> [Your goal]: Can you pick up the curly maple forum thread from its last post and keep it going?

# Top crotch slabs of the curly maple tree



## Clinton Johnson (Mar 8, 2020)

I got a little piece of the very top of the tree that is full of figure cut up today thanks to some tips and help from a few locals. I’m hooked! I can’t wait to cut into the big piece tomorrow. Here are a few pics!

Reactions: Like 3 | EyeCandy! 5 | Way Cool 3


----------



## TimR (Mar 8, 2020)

That’s some purdy figure!


----------



## woodtickgreg (Mar 8, 2020)

That looks very curly and figured.
Congrats.


----------



## Clinton Johnson (Mar 8, 2020)

Thanks! My gal ordered a bucket of sealer and mike walked me through the kiln process! I’m pretty stoked about finally starting this venture. All this wood is for sale or trade! I need tools and knowledge. I think w my mill and the machinery I hv. Also the ability to deliver anywhere w my own company truck and trailer I think some awesome adventures are in my horizons! Big thanks to mike too for all the friendly advice and encouragement!!

Reactions: Thank You! 1 | Sincere 1


----------



## Eric Rorabaugh (Mar 9, 2020)

@Clinton Johnson 
What would this piece marked (between the lines) cost shipped to 24382?


----------



## Mark. (Mar 9, 2020)

Clinton Johnson said:


> Thanks! My gal ordered a bucket of sealer and mike walked me through the kiln process! I’m pretty stoked about finally starting this venture. All this wood is for sale or trade! I need tools and knowledge. I think w my mill and the machinery I hv. Also the ability to deliver anywhere w my own company truck and trailer I think some awesome adventures are in my horizons! Big thanks to mike too for all the friendly advice and encouragement!!


You got it man. The days will be long, but life is short. Grab hold & ride it out. You will only be bound by the restrictions you put on Yourself. I hope all that came out the way I intended it to.

Reactions: +Karma 1


----------



## Mike1950 (Mar 9, 2020)

nice angel step in the piece that Eric pointed out. 
Looks like you are hooked Clinton -Good Luck.


----------



## Clinton Johnson (Mar 9, 2020)

Eric Rorabaugh said:


> @Clinton Johnson
> What would this piece marked (between the lines) cost shipped to 24382?
> 
> View attachment 181856


I will go outside and cut that , weigh it and figure out what it costs to ship. I’m gonna guess it’s ten to fifteen pounds. Mybe 20$ to ship and I think 75$ total I’d send that to you ups today?!

Reactions: Way Cool 1


----------



## Clinton Johnson (Mar 9, 2020)

It’s 15 lbs. 3” thick 22”long 8” at thin section in the middle. I think 60$ is fine. Does that work for you?

Annotation records
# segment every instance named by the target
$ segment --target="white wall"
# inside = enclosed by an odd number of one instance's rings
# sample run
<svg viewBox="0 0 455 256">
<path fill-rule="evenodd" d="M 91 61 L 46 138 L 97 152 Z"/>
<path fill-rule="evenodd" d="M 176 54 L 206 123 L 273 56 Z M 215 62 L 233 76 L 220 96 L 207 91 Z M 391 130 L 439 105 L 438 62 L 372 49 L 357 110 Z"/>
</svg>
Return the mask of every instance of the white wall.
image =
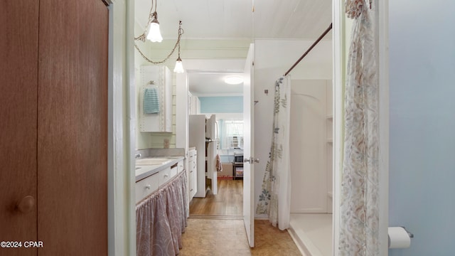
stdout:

> [The result]:
Reactions: Like 1


----------



## Clinton Johnson (Mar 9, 2020)

Mike1950 said:


> nice angel step in the piece that Eric pointed out.
> Looks like you are hooked Clinton -Good Luck.


Morning mike! I’m thinking about heading outside to cut out the sweet pieces and put a price on them. U hv any tips for attracting positive attention from prospective customers??! Thanks again I am hooked!! I guess if I’m shipping something they will only want to pay for the candy....?!

Reactions: Like 1


----------



## Clinton Johnson (Mar 9, 2020)

Clinton Johnson said:


> I will go outside and cut that , weigh it and figure out what it costs to ship. I’m gonna guess it’s ten to fifteen pounds. Mybe 20$ to ship and I think 75$ total I’d send that to you ups today?!





Eric Rorabaugh said:


> @Clinton Johnson
> What would this piece marked (between the lines) cost shipped to 24382?
> 
> View attachment 181856


I’m guessing that 60$ is to much money for that little piece...? I can send you more than that piece and not charge that much more...I live out of town so shipping’s going to be interesting until I get that figured out!;)


----------



## Clinton Johnson (Mar 9, 2020)

Planed it wet! Wasn’t easy...

Reactions: Like 1


----------



## Mike1950 (Mar 9, 2020)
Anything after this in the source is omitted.